#### [Objective]
Set each entry down verbatim, omitting images.

Point annotation records

# # # #

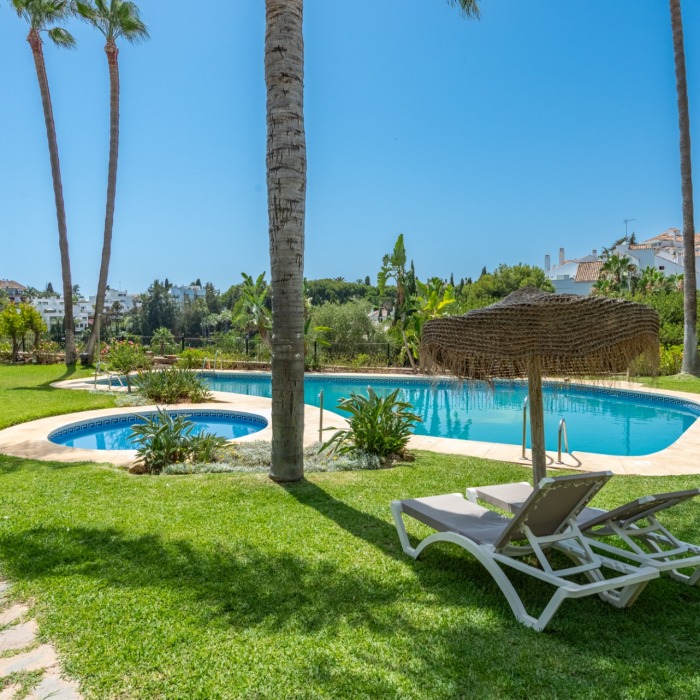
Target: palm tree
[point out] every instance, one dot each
(41, 15)
(470, 8)
(286, 202)
(620, 272)
(114, 19)
(251, 311)
(691, 361)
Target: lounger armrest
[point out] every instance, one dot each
(507, 497)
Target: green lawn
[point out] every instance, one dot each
(230, 586)
(676, 382)
(26, 394)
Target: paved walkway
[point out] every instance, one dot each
(20, 653)
(30, 440)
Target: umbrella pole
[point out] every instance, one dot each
(534, 390)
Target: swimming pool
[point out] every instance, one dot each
(114, 432)
(601, 420)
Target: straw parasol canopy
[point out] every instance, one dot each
(531, 333)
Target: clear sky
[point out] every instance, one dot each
(541, 126)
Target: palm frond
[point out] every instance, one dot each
(469, 8)
(62, 37)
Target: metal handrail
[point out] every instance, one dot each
(320, 416)
(562, 431)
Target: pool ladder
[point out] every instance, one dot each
(562, 434)
(206, 361)
(110, 375)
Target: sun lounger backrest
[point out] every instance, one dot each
(641, 508)
(551, 504)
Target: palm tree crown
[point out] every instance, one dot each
(41, 14)
(470, 8)
(115, 19)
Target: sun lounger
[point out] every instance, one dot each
(547, 519)
(649, 544)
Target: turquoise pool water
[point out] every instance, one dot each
(598, 420)
(114, 433)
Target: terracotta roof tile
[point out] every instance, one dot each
(588, 272)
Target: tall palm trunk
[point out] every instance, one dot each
(691, 362)
(35, 42)
(286, 196)
(113, 63)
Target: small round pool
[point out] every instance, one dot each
(114, 432)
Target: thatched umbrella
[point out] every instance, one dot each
(531, 333)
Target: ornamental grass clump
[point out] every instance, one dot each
(165, 439)
(125, 357)
(379, 425)
(172, 385)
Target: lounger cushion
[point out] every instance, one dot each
(453, 513)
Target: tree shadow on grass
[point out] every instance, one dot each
(440, 622)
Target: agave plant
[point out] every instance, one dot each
(379, 425)
(173, 385)
(164, 439)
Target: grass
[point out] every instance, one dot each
(26, 394)
(675, 382)
(230, 586)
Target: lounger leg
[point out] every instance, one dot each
(514, 600)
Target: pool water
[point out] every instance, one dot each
(606, 421)
(114, 433)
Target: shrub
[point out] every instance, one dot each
(125, 357)
(46, 352)
(379, 425)
(670, 360)
(167, 439)
(163, 342)
(192, 358)
(172, 385)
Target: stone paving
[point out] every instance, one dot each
(20, 653)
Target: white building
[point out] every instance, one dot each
(52, 310)
(663, 252)
(112, 296)
(573, 276)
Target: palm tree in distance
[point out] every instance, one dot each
(470, 8)
(286, 202)
(42, 15)
(691, 361)
(114, 19)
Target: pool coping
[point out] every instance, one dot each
(31, 440)
(680, 458)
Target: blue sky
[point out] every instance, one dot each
(541, 126)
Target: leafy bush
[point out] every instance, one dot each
(5, 352)
(671, 360)
(126, 356)
(163, 342)
(255, 457)
(172, 385)
(379, 425)
(165, 439)
(46, 352)
(192, 358)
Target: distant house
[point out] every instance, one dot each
(186, 294)
(15, 291)
(573, 276)
(52, 310)
(663, 252)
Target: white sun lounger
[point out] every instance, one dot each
(547, 519)
(649, 544)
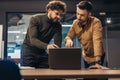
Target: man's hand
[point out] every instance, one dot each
(69, 43)
(49, 46)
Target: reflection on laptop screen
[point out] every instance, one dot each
(65, 58)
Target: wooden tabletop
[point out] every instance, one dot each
(84, 73)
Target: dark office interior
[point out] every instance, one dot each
(11, 12)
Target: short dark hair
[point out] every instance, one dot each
(85, 5)
(56, 5)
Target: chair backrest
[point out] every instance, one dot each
(9, 70)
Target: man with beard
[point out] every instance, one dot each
(42, 28)
(88, 29)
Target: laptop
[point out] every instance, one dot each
(64, 58)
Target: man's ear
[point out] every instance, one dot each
(90, 13)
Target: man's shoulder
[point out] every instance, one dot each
(94, 19)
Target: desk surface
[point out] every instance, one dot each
(51, 73)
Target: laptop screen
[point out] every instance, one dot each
(64, 58)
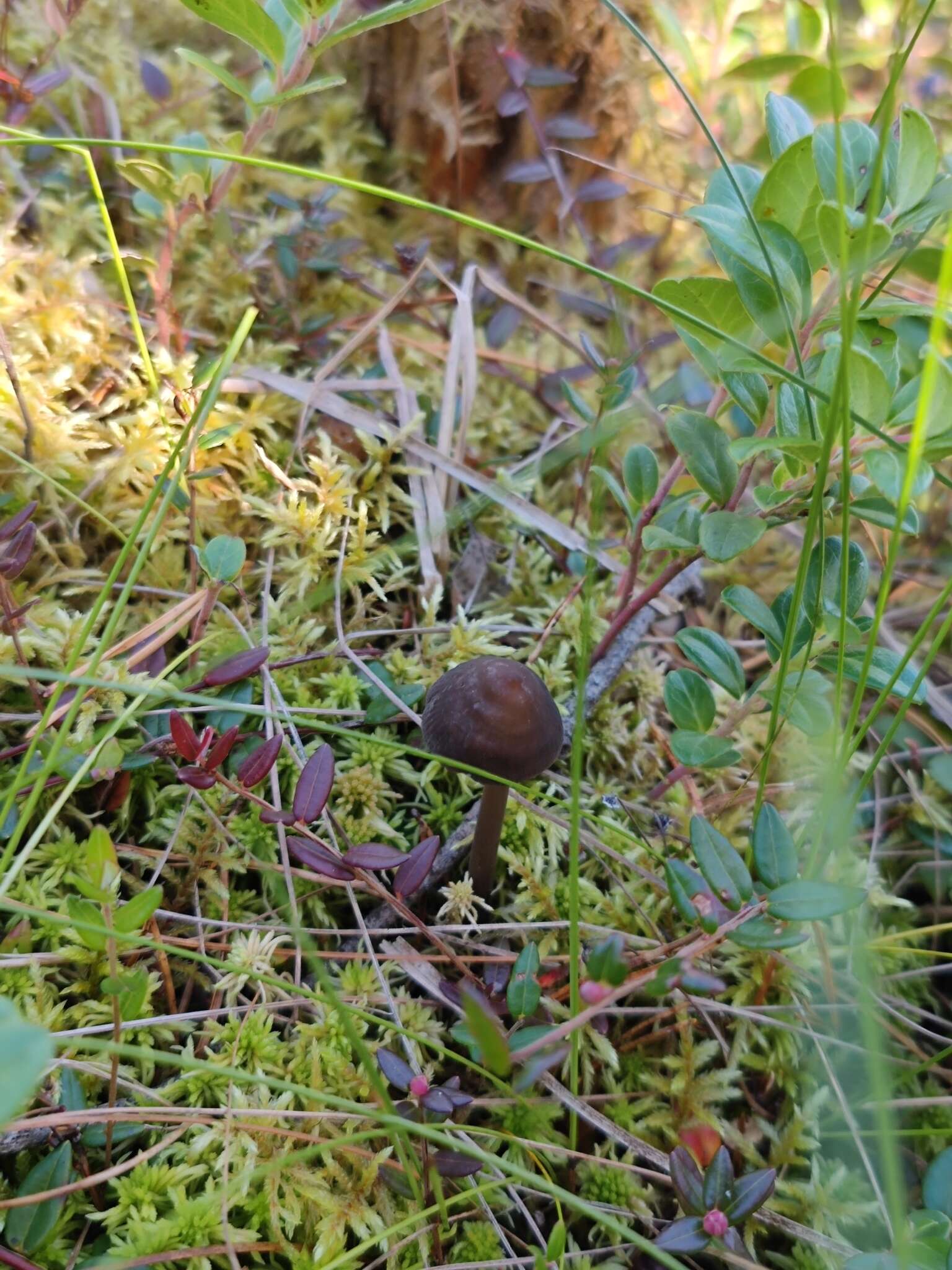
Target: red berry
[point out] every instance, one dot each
(593, 992)
(715, 1223)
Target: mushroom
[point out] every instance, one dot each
(498, 716)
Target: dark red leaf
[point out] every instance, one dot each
(687, 1181)
(749, 1193)
(451, 1163)
(415, 866)
(18, 553)
(234, 668)
(183, 735)
(438, 1101)
(116, 791)
(314, 785)
(318, 859)
(528, 172)
(375, 855)
(155, 82)
(272, 815)
(221, 750)
(512, 102)
(566, 127)
(599, 190)
(9, 527)
(197, 778)
(456, 1096)
(549, 76)
(260, 761)
(685, 1235)
(397, 1071)
(719, 1180)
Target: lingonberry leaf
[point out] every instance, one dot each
(436, 1100)
(234, 668)
(221, 748)
(9, 527)
(414, 869)
(397, 1071)
(260, 761)
(452, 1163)
(375, 855)
(685, 1235)
(748, 1193)
(183, 737)
(314, 785)
(687, 1181)
(719, 1180)
(14, 561)
(318, 859)
(197, 778)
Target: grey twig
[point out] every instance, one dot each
(29, 431)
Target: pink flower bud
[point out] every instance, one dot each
(593, 992)
(715, 1223)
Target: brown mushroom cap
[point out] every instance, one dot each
(495, 714)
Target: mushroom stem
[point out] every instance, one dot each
(485, 838)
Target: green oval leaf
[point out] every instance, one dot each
(705, 450)
(813, 901)
(244, 19)
(30, 1227)
(715, 657)
(724, 535)
(24, 1053)
(640, 473)
(690, 700)
(223, 559)
(775, 854)
(720, 863)
(523, 992)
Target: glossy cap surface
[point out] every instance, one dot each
(495, 714)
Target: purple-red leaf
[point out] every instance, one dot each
(452, 1163)
(184, 737)
(155, 82)
(397, 1071)
(260, 761)
(314, 785)
(512, 102)
(528, 172)
(599, 190)
(456, 1096)
(719, 1180)
(685, 1235)
(9, 527)
(549, 76)
(687, 1181)
(749, 1193)
(318, 859)
(234, 668)
(438, 1101)
(375, 855)
(197, 778)
(221, 750)
(273, 815)
(14, 561)
(566, 127)
(415, 866)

# # # #

#### [Output for this exercise]
Target: palm tree
[point out] every instance, one dot each
(41, 15)
(470, 8)
(286, 202)
(620, 272)
(114, 19)
(251, 311)
(691, 361)
Target: lounger armrest
[point out] every instance, one dot each
(507, 497)
Target: green lawn
[point out] every instance, one dot each
(230, 586)
(676, 382)
(26, 394)
Target: paved walkway
[point out] every instance, one dot each
(20, 653)
(30, 440)
Target: umbrella pole
[point out] every instance, one dot each
(534, 390)
Target: swimming pool
[point out] every instance, one dot each
(114, 432)
(601, 420)
Target: straw parasol canopy
[point out] every instance, one dot each
(531, 333)
Target: clear sky
[point out] every instance, one dot each
(541, 126)
Target: palm frond
[point out] every instance, one dot each
(469, 8)
(62, 37)
Target: metal handrail
[point out] every instance, one dot each
(320, 416)
(562, 431)
Target: pool ladder
[point out] every instance, one dot each
(562, 434)
(206, 361)
(110, 375)
Target: sun lounger backrest
[point out] every instance, one dot each
(641, 508)
(551, 504)
Target: palm tree crown
[point out] every instance, one dot each
(41, 14)
(470, 8)
(115, 19)
Target: sun lounger
[point out] every instance, one dot each
(547, 519)
(649, 544)
Target: turquoise pool water
[point out] every instance, one dot each
(598, 420)
(114, 433)
Target: terracotta roof tile
[point out] every instance, one dot each
(588, 272)
Target: tall palm trunk
[point out] every instance, one dot each
(691, 362)
(35, 42)
(286, 196)
(113, 63)
Target: small round pool
[point out] every instance, one dot each
(114, 432)
Target: thatched umbrella
[point out] every instance, one dot each
(531, 333)
Target: ornamental grass clump
[point out] every instance, one dot each
(165, 439)
(125, 357)
(379, 425)
(172, 385)
Target: lounger cushion
[point out] every instance, one dot each
(453, 513)
Target: tree shadow on grass
[point out] every instance, one dot each
(440, 622)
Target: agave plant
[point out] every instance, one dot each
(379, 425)
(173, 385)
(164, 439)
Target: grass
[point out] every instance, one dot each
(26, 394)
(675, 382)
(230, 586)
Target: lounger leg
[point out] every instance, one dot each
(514, 600)
Target: pool water
[point out] every instance, one dot each
(606, 421)
(114, 433)
Target: shrub
[point out] every instance, one dot each
(125, 357)
(46, 352)
(379, 425)
(670, 360)
(167, 439)
(163, 342)
(192, 358)
(172, 385)
Target: stone paving
[point out] every instance, one dot each
(20, 653)
Target: white building
[point out] every instance, one dot each
(52, 310)
(663, 252)
(112, 296)
(573, 276)
Target: palm tree in distance
[point out] every instance, one dot each
(470, 8)
(286, 202)
(42, 15)
(691, 361)
(114, 19)
Target: pool coping
[point out] every instance, one dot each
(31, 440)
(680, 458)
Target: blue sky
[point out] every instance, one dot each
(541, 126)
Target: leafy bush
[point out] every instance, one dot each
(5, 352)
(671, 360)
(126, 356)
(163, 342)
(255, 457)
(172, 385)
(379, 425)
(165, 439)
(46, 352)
(192, 358)
Target: distant house
[point out] every instance, one dot each
(186, 294)
(15, 291)
(573, 276)
(52, 310)
(663, 252)
Target: white sun lounger
[point out] every instance, one dot each
(547, 519)
(649, 544)
Target: man's hand
[point out] every instance, one dot each
(69, 43)
(49, 46)
Target: reflection on laptop screen
[point out] every instance, one dot each
(65, 58)
Target: wooden tabletop
[point out] every instance, one dot each
(84, 73)
Target: dark office interior
[point out] every instance, one dot each
(11, 12)
Target: short dark hair
[point out] every instance, one dot each
(85, 5)
(56, 5)
Target: chair backrest
[point out] every instance, one dot each
(9, 70)
Target: man with beard
[point out] every instance, one dot each
(42, 28)
(88, 29)
Target: laptop
[point out] every instance, one dot each
(64, 58)
Target: man's ear
[point out] every instance, one dot each
(90, 13)
Target: man's shoulder
[point out] every instance, one dot each
(94, 19)
Target: desk surface
[point out] every instance, one dot each
(51, 73)
Target: laptop screen
[point out] every instance, one dot each
(64, 58)
Target: red berry
[point out] every instance, one dot each
(593, 992)
(715, 1223)
Target: mushroom
[point out] every instance, one dot each
(498, 716)
Target: dark red leaf
[point out] every instance, one dot each
(687, 1181)
(749, 1193)
(451, 1163)
(415, 866)
(18, 553)
(234, 668)
(183, 735)
(438, 1101)
(116, 791)
(314, 785)
(318, 859)
(528, 172)
(375, 855)
(155, 82)
(272, 815)
(221, 750)
(512, 102)
(566, 127)
(599, 190)
(9, 527)
(197, 778)
(456, 1096)
(549, 76)
(260, 761)
(685, 1235)
(397, 1071)
(719, 1180)
Target: lingonberry leaf
[point out] every instance, one dot each
(436, 1100)
(234, 668)
(221, 748)
(9, 527)
(414, 869)
(397, 1071)
(260, 761)
(452, 1163)
(375, 855)
(685, 1235)
(748, 1193)
(183, 737)
(314, 785)
(687, 1181)
(719, 1180)
(14, 561)
(318, 859)
(197, 778)
Target: grey twig
[point out] every instance, one dot each
(29, 431)
Target: pink flower bud
[point out] every instance, one dot each
(593, 992)
(715, 1223)
Target: brown mushroom cap
[point out] every instance, one dot each
(495, 714)
Target: mushroom stem
[point out] every instance, one dot each
(485, 838)
Target: green oval leaf
[point out] every instance, one dot each
(705, 450)
(813, 901)
(244, 19)
(30, 1227)
(715, 657)
(724, 535)
(24, 1053)
(640, 473)
(690, 700)
(223, 559)
(775, 854)
(720, 863)
(523, 992)
Target: glossy cap surface
[point out] every instance, one dot each
(495, 714)
Target: purple-red leaf
[point out] every instance, one dot each
(452, 1163)
(184, 737)
(155, 82)
(397, 1071)
(260, 761)
(314, 785)
(512, 102)
(528, 172)
(599, 190)
(456, 1096)
(719, 1180)
(685, 1235)
(9, 527)
(549, 76)
(687, 1181)
(749, 1193)
(318, 859)
(234, 668)
(438, 1101)
(375, 855)
(197, 778)
(221, 750)
(273, 815)
(14, 561)
(566, 127)
(415, 866)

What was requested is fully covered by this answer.